> _INPUT RECORDS_:
========

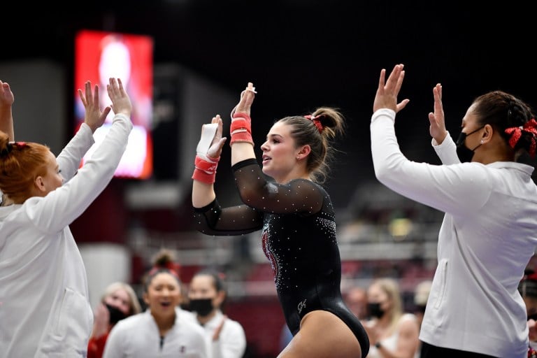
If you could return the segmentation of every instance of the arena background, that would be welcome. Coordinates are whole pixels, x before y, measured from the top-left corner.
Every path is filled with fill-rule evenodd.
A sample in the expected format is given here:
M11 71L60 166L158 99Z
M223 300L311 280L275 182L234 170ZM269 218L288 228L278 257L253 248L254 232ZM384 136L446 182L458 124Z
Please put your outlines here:
M245 327L250 357L274 357L283 318L259 233L193 231L192 162L201 124L227 115L248 81L257 150L274 120L339 108L348 119L326 183L337 211L342 289L396 278L408 310L415 285L432 277L442 215L378 185L368 124L378 75L403 63L396 129L410 159L437 163L427 113L441 83L448 127L458 134L474 97L510 92L537 105L534 16L522 2L154 0L10 4L2 11L0 79L15 92L15 136L55 152L73 133L74 37L80 29L154 40L155 166L146 180L114 179L71 226L94 304L110 282L139 289L160 248L175 251L186 284L196 270L225 273L227 312ZM229 118L228 118L229 119ZM219 166L222 203L237 202L229 152ZM532 164L535 164L531 161ZM534 176L535 177L535 176Z

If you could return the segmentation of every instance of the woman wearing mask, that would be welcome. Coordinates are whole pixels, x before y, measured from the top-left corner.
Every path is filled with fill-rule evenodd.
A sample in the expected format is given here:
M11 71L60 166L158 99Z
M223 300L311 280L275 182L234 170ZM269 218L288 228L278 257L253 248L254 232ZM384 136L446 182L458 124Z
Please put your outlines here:
M394 192L445 213L438 266L422 323L421 358L525 357L527 315L517 287L537 247L534 168L537 122L502 91L475 98L455 143L448 133L442 86L433 88L432 145L443 165L408 160L395 136L402 64L381 70L371 122L375 174ZM469 161L469 162L468 162Z
M216 199L213 184L226 140L217 115L202 128L196 150L195 224L208 235L262 230L263 250L294 335L280 358L365 357L367 334L343 301L334 210L320 184L334 154L331 140L343 131L344 118L335 108L321 107L275 122L261 145L262 170L250 117L255 93L250 83L232 111L230 127L232 171L244 205L222 208Z
M130 285L109 285L95 309L93 331L87 345L87 358L101 358L106 338L112 327L120 320L141 312L138 296Z
M246 350L243 327L225 315L224 281L212 271L201 271L192 278L188 289L189 307L196 321L205 329L212 358L241 358Z
M397 282L374 280L367 289L367 302L371 319L364 327L373 345L368 358L413 358L420 327L413 314L403 311Z
M103 358L207 358L203 329L178 307L181 284L171 259L157 257L144 282L147 310L116 323Z

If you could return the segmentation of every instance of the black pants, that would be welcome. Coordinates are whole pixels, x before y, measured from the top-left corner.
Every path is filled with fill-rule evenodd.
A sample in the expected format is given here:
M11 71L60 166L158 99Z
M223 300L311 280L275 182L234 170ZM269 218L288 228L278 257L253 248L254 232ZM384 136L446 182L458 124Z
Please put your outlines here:
M474 352L436 347L426 342L422 342L422 350L420 355L420 358L495 358L492 355Z

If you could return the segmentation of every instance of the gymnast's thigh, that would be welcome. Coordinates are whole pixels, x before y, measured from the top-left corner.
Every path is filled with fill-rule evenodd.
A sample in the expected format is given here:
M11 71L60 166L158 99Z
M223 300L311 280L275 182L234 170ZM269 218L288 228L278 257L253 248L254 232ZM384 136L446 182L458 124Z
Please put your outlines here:
M338 317L326 310L314 310L301 321L300 330L278 358L348 358L361 357L354 333Z

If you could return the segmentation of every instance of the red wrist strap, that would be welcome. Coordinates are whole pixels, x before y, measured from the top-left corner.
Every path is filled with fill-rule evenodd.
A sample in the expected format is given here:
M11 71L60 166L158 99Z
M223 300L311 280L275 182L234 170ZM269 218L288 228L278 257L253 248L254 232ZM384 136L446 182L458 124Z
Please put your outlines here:
M213 184L216 180L216 168L218 166L218 161L220 157L210 158L208 157L208 162L196 155L194 160L195 168L192 173L192 179L206 184Z
M251 123L252 119L246 113L234 113L229 129L231 136L229 145L235 142L246 142L254 145Z

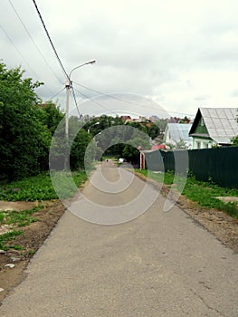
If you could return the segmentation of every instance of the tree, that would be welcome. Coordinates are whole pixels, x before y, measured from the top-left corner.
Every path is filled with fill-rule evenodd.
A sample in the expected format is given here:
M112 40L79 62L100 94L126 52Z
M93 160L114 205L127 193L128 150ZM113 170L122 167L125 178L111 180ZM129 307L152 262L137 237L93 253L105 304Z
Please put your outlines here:
M0 173L8 180L45 168L51 133L34 92L41 84L24 78L20 68L8 70L0 63Z
M238 115L237 115L236 121L238 123ZM238 147L238 136L232 139L232 145L233 147Z

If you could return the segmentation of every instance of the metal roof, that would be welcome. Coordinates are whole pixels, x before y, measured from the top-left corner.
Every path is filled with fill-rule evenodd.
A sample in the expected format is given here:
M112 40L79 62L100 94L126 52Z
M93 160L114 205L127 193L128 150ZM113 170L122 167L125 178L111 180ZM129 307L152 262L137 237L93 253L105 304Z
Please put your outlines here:
M199 108L209 136L219 144L230 144L238 135L237 108Z
M192 138L188 136L192 123L167 123L165 133L169 131L169 139L176 142L180 139L191 144ZM167 131L168 130L168 131Z

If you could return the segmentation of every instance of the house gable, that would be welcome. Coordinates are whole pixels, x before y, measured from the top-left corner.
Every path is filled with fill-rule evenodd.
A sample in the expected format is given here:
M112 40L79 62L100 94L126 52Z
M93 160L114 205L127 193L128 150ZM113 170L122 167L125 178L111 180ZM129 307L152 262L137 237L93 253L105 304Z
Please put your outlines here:
M236 108L199 108L189 131L195 139L210 139L213 144L229 145L238 135Z

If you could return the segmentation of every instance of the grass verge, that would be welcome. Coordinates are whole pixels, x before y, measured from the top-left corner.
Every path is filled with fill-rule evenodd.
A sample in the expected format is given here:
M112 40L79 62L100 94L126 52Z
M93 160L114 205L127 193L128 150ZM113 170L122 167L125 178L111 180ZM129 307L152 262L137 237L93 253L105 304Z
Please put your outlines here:
M72 172L70 178L73 178L76 187L87 179L84 171ZM73 191L71 187L67 190L65 188L65 197L71 197L75 193L75 186ZM0 184L0 200L7 201L34 201L34 200L51 200L57 199L58 196L52 183L49 173L40 174L34 177L24 178L10 184Z
M137 170L143 176L152 178L158 183L163 183L170 187L174 183L175 176L173 172L156 173L149 170ZM185 184L185 187L183 184ZM220 187L213 182L202 182L196 180L194 177L176 177L176 188L181 187L181 194L186 198L196 202L203 208L215 208L224 211L231 216L238 219L238 207L236 203L224 203L216 197L238 197L237 189L229 189Z

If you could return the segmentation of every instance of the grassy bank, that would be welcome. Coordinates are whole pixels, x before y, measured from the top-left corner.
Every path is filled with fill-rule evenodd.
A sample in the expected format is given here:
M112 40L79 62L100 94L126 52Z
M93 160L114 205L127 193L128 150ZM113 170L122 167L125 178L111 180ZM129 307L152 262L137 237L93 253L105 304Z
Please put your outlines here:
M138 172L168 187L174 183L174 174L172 172L156 173L148 170L138 170ZM215 197L238 197L237 189L220 187L213 182L198 181L194 177L188 177L186 179L183 177L177 177L175 183L182 195L192 201L195 201L201 207L222 210L238 219L237 204L233 202L224 203L215 198Z
M87 179L84 171L72 172L71 175L76 187L79 187ZM73 191L66 193L67 195L69 197L73 196ZM34 201L57 198L49 173L24 178L10 184L0 183L0 200Z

========

> _THE EXERCISE_: Revise the listing so that "that would be welcome" becomes "that would be appreciated" in every line where it appears, with nothing else changed. Leave the pictures out.

> _THE COMPLETED TASK_:
If you could return the segmentation of every instance of the arena background, that would be appreciated. Coordinates are whole pixels, x before y, measured from the top-left corner.
Every path is filled with fill-rule evenodd.
A sample in the expected format is given here:
M11 71L60 166L158 99Z
M223 300L311 280L275 182L234 170ZM269 218L288 228L278 257L253 248L254 232ZM384 136L446 182L458 124Z
Please put your outlines here:
M245 327L250 357L274 357L283 318L259 233L193 231L192 162L201 124L227 115L248 81L257 150L274 120L339 108L348 119L326 183L337 211L342 289L396 278L408 310L415 285L432 277L442 215L378 185L368 124L378 75L403 63L396 129L410 159L437 163L427 113L441 83L448 127L458 134L474 97L510 92L537 105L534 16L522 2L154 0L10 4L2 11L0 79L15 92L15 136L55 152L73 133L74 37L80 29L154 40L155 166L146 180L114 179L71 226L94 304L110 282L139 289L160 248L175 251L186 284L196 270L225 273L227 312ZM229 118L228 118L229 119ZM219 166L222 203L237 202L229 152ZM532 164L535 164L531 161ZM534 176L535 177L535 176Z

If you could return the segmentation of every instance of the woman wearing mask, that would be appreciated. Coordinates are whole pixels, x before y, measured from the top-left corner.
Every path is filled with fill-rule evenodd.
A sample in the expected format is given here:
M11 71L60 166L158 99Z
M223 300L311 280L275 182L234 170ZM269 218L288 228L278 257L253 248L254 232ZM384 136L446 182L458 124Z
Please put your outlines here:
M394 192L445 213L438 266L422 323L421 358L525 357L527 315L517 287L537 247L534 168L537 122L502 91L475 98L455 143L448 133L442 86L433 88L432 145L443 165L408 160L395 136L402 64L381 70L371 122L375 174ZM469 161L469 162L468 162Z
M216 199L213 184L226 140L217 115L202 128L196 150L195 224L208 235L262 230L263 250L294 335L280 358L365 357L367 334L343 301L334 210L320 184L334 154L331 140L343 131L344 118L335 108L321 107L275 122L261 145L262 170L250 117L255 93L250 83L232 111L230 127L232 171L244 205L222 208Z
M130 285L109 285L95 309L93 331L87 345L87 358L101 358L106 338L112 327L120 320L141 312L138 296Z
M246 350L243 327L225 315L224 281L212 271L201 271L192 278L188 289L189 307L196 321L205 329L212 358L241 358Z
M397 282L374 280L367 289L367 302L371 319L364 327L373 345L368 358L413 358L420 327L413 314L403 311Z
M103 358L207 358L203 329L178 307L181 284L171 259L157 257L144 282L147 310L116 323Z

If you could return the segmentation of every instance of the black pants, that would be appreciated. Coordinates are whole pixels, x before y, measured from the top-left corner.
Every path is filled with fill-rule evenodd.
A sample in the expected format is given here:
M11 71L60 166L158 99Z
M223 300L311 280L275 182L234 170ZM269 218L288 228L278 257L253 248L254 232ZM384 136L446 182L458 124Z
Please put your outlines here:
M474 352L436 347L426 342L422 342L422 350L420 355L420 358L495 358L492 355Z

If you could return the segmentation of every instance of the gymnast's thigh, that would be appreciated. Coordinates are whole pixels, x before y, measured from the top-left corner.
Every path is filled with fill-rule evenodd.
A sample in the expected format is given here:
M11 71L60 166L158 99Z
M223 300L311 280L275 182L234 170ZM269 218L288 228L278 257L253 248L254 232ZM384 136L446 182L458 124Z
Please put your outlines here:
M338 317L326 310L314 310L301 321L300 330L278 358L348 358L361 357L354 333Z

If you could return the segmentation of every instance of the red wrist strap, that would be appreciated. Coordinates are whole pixels, x before y, measured from the top-left corner.
Every path is filled with fill-rule evenodd.
A sample in the expected format is given here:
M11 71L60 166L158 99Z
M223 300L311 280L275 182L234 170ZM269 218L288 228L278 257L253 248L254 232ZM384 136L446 182L458 124Z
Please put your outlines here:
M213 184L216 180L216 168L218 166L218 161L220 157L210 158L208 157L208 162L196 155L194 160L195 168L192 173L192 179L206 184Z
M251 123L252 119L246 113L234 113L229 129L231 136L229 145L235 142L246 142L254 145Z

If you could return the segmentation of every instance of the tree, that would be appreciated. Coordinates are whole pixels, x before y, measured from the top-left corner.
Every path is filled with fill-rule evenodd.
A sample in the expected format is given here:
M112 40L79 62L100 94L126 52Z
M93 160L114 205L127 193L128 150ZM113 170L122 167L125 178L111 180ZM129 307L152 262L137 237L93 253L105 304Z
Please put your outlines here:
M0 173L8 180L45 168L51 133L34 92L41 84L24 78L20 68L8 70L0 63Z
M238 115L237 115L236 121L238 123ZM238 147L238 136L232 139L232 145L233 147Z

If you could return the segmentation of every instance of the metal roof, that would be appreciated. Coordinates are whole pixels, x before y, measured from the top-left corner.
Every path is filled with fill-rule evenodd.
A sample in the expected format is given here:
M112 40L79 62L100 94L126 52Z
M93 160L114 205L127 193L128 150ZM113 170L122 167L125 178L111 180ZM129 307L152 262L137 237L93 253L105 304Z
Please put your outlines here:
M199 108L209 136L219 144L230 144L238 135L237 108Z
M192 138L188 136L192 123L167 123L165 133L169 131L169 139L176 142L180 139L191 144ZM167 131L168 130L168 131Z

If you could return the segmentation of every instance of the house gable, that would be appreciated. Coordinates are whole pixels, x before y, measured from the top-left corner.
Every path is filled with fill-rule evenodd.
A sample in the expected format is given here:
M112 40L79 62L100 94L126 52Z
M93 160L114 205L127 193L128 150ZM113 170L122 167L125 178L111 180ZM129 307L152 262L137 237L93 253L105 304Z
Please put your outlines here:
M236 108L199 108L189 131L195 139L210 139L213 144L229 145L238 135Z

If you could return the segmentation of every instance of the grass verge, that would be appreciated. Coordinates are whole pixels, x before y, measured from the top-left corner.
Every path is filled with fill-rule evenodd.
A sample in the expected format is given here:
M112 40L79 62L100 94L126 52Z
M93 160L114 205L127 193L128 150ZM113 170L122 167L125 178L111 180ZM129 307L152 262L137 237L93 253L105 304Z
Please put your outlines here:
M72 172L70 178L73 178L76 187L87 179L84 171ZM73 191L71 187L67 190L65 188L65 197L71 197L75 193L75 186ZM0 184L0 200L7 201L34 201L34 200L51 200L57 199L58 196L52 183L49 173L40 174L34 177L24 178L10 184Z
M137 170L143 176L152 178L158 183L163 183L170 187L174 183L175 176L173 172L156 173L149 170ZM185 184L185 187L183 184ZM220 187L213 182L202 182L196 180L194 177L176 177L176 188L181 187L181 194L186 198L196 202L203 208L215 208L224 211L231 216L238 219L238 207L236 203L224 203L216 197L238 197L237 189L229 189Z

If you could return the segmentation of every instance of the grassy bank, that would be appreciated. Coordinates are whole pixels, x before y, measured from the top-left corner.
Every path is filled with fill-rule evenodd.
A sample in the expected format is given here:
M112 40L79 62L100 94L126 52Z
M93 160L114 205L127 193L128 150ZM113 170L122 167L125 178L111 180ZM129 307L152 262L137 237L93 253L105 304Z
Please put your outlines here:
M138 172L168 187L174 183L174 174L172 172L156 173L148 170L138 170ZM215 197L238 197L237 189L220 187L213 182L198 181L194 177L188 177L186 179L183 177L177 177L175 183L182 195L192 201L195 201L201 207L222 210L238 219L237 204L233 202L224 203L215 198Z
M87 179L84 171L72 172L71 175L76 187L79 187ZM73 191L66 193L67 195L69 197L73 196ZM34 201L57 198L49 173L24 178L10 184L0 183L0 200Z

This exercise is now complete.